Where the records below show a line containing "the soldier in", start copying; end with the line containing "of the drainage", and copy it too.
☆ ☆ ☆ ☆
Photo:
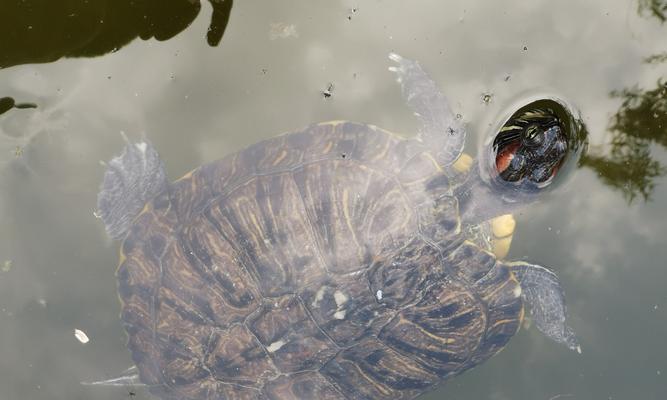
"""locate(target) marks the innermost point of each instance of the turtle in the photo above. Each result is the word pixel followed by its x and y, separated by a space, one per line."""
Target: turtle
pixel 338 261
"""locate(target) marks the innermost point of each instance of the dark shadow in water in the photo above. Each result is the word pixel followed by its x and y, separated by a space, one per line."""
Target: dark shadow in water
pixel 640 122
pixel 40 31
pixel 653 8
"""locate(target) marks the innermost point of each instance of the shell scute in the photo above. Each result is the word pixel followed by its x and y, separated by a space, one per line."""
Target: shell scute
pixel 291 337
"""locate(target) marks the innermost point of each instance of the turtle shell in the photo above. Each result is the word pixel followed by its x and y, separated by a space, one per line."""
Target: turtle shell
pixel 323 264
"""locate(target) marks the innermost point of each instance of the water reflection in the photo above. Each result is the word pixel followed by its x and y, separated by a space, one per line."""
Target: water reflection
pixel 33 31
pixel 654 8
pixel 639 122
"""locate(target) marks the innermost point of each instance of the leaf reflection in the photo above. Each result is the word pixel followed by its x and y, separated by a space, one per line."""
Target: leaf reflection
pixel 37 31
pixel 654 8
pixel 640 121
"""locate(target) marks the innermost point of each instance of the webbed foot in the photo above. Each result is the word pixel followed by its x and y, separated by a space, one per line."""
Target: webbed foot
pixel 440 130
pixel 130 180
pixel 541 290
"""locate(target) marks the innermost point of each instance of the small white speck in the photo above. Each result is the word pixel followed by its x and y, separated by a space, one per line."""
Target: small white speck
pixel 81 336
pixel 275 346
pixel 318 296
pixel 340 297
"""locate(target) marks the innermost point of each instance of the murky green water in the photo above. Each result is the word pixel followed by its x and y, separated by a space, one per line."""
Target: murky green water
pixel 604 235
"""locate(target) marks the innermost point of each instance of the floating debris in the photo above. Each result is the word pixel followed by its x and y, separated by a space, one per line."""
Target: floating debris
pixel 6 104
pixel 81 336
pixel 328 92
pixel 281 30
pixel 352 12
pixel 7 265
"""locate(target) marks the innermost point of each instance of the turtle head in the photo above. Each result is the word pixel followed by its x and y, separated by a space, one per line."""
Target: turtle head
pixel 533 148
pixel 530 150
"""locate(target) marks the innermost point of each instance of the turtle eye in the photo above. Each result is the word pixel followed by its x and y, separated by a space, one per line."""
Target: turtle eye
pixel 535 147
pixel 533 136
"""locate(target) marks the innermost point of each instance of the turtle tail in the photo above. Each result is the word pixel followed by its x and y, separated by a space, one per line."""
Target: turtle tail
pixel 131 179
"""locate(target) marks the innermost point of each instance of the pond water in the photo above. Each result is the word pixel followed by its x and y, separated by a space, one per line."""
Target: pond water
pixel 83 73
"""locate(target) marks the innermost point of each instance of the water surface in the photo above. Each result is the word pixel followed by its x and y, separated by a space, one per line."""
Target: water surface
pixel 197 101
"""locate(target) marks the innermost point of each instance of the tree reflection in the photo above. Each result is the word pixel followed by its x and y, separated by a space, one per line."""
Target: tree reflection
pixel 640 121
pixel 655 8
pixel 39 31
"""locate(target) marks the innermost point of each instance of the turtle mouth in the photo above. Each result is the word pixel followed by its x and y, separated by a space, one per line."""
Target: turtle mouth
pixel 531 146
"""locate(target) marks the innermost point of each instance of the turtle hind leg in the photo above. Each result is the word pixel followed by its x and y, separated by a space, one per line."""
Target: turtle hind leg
pixel 440 130
pixel 541 290
pixel 130 180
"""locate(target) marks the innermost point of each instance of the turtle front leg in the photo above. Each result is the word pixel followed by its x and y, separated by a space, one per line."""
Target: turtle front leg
pixel 131 179
pixel 440 130
pixel 541 290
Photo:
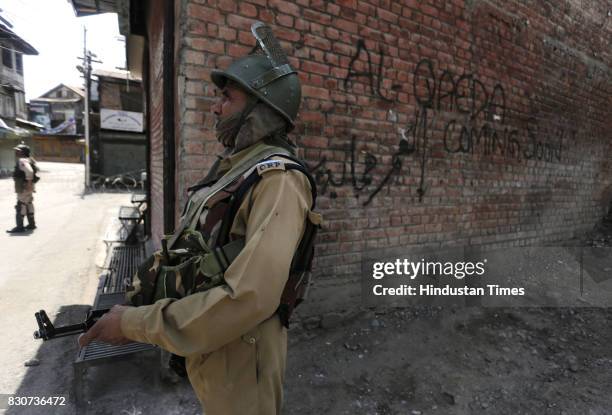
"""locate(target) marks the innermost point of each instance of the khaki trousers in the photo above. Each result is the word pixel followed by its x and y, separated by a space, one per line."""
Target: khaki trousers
pixel 244 377
pixel 25 205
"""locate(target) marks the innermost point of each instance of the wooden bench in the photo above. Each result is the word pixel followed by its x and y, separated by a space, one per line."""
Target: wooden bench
pixel 121 263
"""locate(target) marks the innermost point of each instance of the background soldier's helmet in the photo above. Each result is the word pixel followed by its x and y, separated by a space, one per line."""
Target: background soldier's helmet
pixel 23 149
pixel 266 74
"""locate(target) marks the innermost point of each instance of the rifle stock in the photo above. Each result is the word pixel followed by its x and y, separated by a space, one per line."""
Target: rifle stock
pixel 47 331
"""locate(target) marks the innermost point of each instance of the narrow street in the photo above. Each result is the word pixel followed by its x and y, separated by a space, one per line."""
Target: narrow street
pixel 51 268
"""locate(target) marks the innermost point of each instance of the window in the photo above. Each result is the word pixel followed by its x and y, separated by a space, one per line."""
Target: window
pixel 19 63
pixel 7 57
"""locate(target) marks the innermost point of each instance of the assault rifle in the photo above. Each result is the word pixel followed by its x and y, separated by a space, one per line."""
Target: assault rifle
pixel 46 329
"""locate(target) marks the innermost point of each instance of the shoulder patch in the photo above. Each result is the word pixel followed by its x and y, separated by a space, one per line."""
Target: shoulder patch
pixel 269 165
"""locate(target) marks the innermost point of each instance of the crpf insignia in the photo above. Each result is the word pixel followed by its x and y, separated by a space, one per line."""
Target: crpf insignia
pixel 269 165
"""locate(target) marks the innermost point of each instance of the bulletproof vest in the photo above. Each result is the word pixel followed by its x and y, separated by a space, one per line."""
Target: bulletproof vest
pixel 196 256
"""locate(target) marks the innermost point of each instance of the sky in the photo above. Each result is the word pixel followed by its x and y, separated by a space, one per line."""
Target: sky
pixel 52 27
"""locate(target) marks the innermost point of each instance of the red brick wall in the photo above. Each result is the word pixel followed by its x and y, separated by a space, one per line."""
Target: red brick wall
pixel 440 122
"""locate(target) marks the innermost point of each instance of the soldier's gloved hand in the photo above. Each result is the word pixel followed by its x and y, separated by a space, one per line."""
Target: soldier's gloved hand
pixel 107 329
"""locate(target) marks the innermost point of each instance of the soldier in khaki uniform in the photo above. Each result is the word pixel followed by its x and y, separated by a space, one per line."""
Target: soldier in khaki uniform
pixel 24 177
pixel 231 334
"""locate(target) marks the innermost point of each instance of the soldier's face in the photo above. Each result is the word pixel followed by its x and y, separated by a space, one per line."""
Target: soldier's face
pixel 230 101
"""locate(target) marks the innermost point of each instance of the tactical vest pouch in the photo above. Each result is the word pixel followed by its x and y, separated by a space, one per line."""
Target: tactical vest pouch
pixel 176 273
pixel 298 283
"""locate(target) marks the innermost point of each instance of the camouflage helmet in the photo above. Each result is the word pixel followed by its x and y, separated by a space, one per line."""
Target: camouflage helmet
pixel 267 75
pixel 23 149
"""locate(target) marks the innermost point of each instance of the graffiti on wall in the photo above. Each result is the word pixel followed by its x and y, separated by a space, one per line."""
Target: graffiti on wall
pixel 325 178
pixel 471 116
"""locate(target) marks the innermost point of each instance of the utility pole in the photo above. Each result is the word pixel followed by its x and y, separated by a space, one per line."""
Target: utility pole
pixel 86 70
pixel 87 63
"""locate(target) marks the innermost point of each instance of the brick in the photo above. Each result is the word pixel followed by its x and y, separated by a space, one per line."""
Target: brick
pixel 227 33
pixel 247 10
pixel 227 5
pixel 284 20
pixel 314 92
pixel 239 22
pixel 208 45
pixel 313 67
pixel 345 25
pixel 207 14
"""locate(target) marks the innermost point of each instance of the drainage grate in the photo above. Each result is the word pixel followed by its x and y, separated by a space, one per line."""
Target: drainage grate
pixel 97 350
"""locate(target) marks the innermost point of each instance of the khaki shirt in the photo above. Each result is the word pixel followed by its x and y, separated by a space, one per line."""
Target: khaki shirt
pixel 21 186
pixel 271 218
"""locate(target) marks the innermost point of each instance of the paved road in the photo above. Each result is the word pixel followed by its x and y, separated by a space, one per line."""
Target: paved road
pixel 53 266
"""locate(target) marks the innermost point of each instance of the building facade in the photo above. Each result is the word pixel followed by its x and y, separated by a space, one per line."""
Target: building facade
pixel 439 123
pixel 60 109
pixel 12 93
pixel 117 136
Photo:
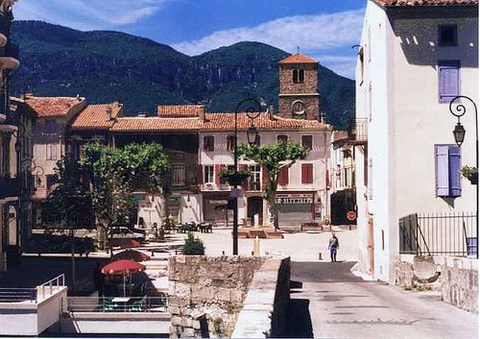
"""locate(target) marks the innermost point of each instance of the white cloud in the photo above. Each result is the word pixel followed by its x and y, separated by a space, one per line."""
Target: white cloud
pixel 309 32
pixel 87 14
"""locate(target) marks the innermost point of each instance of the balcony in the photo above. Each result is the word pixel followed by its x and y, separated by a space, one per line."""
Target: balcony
pixel 9 59
pixel 9 188
pixel 358 132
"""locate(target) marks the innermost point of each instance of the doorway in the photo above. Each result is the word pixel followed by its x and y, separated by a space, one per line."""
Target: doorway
pixel 255 211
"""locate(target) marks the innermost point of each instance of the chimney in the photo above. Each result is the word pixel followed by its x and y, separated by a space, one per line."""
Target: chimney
pixel 108 112
pixel 271 111
pixel 201 113
pixel 323 115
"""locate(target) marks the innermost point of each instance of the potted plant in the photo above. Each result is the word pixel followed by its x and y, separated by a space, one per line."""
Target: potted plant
pixel 234 178
pixel 470 173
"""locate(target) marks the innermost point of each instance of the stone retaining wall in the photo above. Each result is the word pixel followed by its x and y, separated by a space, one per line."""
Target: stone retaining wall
pixel 456 282
pixel 207 293
pixel 264 312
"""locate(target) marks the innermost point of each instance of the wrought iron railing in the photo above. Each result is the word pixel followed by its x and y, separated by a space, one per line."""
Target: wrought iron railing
pixel 451 234
pixel 119 304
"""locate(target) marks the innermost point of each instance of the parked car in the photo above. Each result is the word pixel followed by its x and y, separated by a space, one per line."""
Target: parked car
pixel 126 233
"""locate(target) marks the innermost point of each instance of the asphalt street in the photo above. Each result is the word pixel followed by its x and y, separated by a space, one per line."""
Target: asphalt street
pixel 328 301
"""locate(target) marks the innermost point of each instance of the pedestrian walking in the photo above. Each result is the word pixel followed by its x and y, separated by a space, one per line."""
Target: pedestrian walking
pixel 333 245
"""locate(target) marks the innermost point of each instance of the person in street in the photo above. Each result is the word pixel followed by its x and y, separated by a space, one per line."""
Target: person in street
pixel 333 245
☆ ☆ ☆ ☆
## Result for this task:
"""locate(target) marks the innermost point of each instance of the soldier in khaki uniform in the photo above. Each result is the word pixel followed by its x and y, separated by a space, one per line."""
Target: soldier in khaki uniform
pixel 24 177
pixel 231 334
"""locate(target) marks the innermost point of each instance of the soldier's face in the photo above. Each result is the word pixel followed by its x and y, separated by a space, one per line."""
Target: soldier's face
pixel 230 101
"""locate(target) marks the innermost point of each instance of the tactical vest pouch in the photo above. Each result is the word pixel followed by its x and y, separated by a space, one per line."""
Target: tactical vest pouch
pixel 176 273
pixel 298 283
"""locate(target) marks the innermost point of each instance of the camouflage helmet in the photo above. Each result is the word pixel followed by its x and y, separated by a space, one per line."""
Target: camouflage helmet
pixel 267 75
pixel 23 149
"""locate(target) marks the innermost point of each instance of the graffiti on wall in the photo above. Each result is the word pixel followed by its x and y, separated by a space, one per line."""
Target: graffiti on wall
pixel 325 178
pixel 471 116
"""locate(target) marks the innermost point of each instance of the utility pole in the photo above. Each result is the word pixel followed by its x and y, separated by a space, one per line."""
Target: utility pole
pixel 86 70
pixel 87 63
"""locate(target) marks the innermost point of each instance of the brick in the photo above. Each result is the word pixel followed by its x and y, separated by a space, one per line."""
Target: brick
pixel 227 33
pixel 247 10
pixel 227 5
pixel 284 20
pixel 314 92
pixel 239 22
pixel 208 45
pixel 313 67
pixel 345 25
pixel 207 14
"""locate(target) marks the innermost point of each instance of the drainage grate in the photo above. Each result is the word pixel followed by its x and y, separated by a space, one per line."""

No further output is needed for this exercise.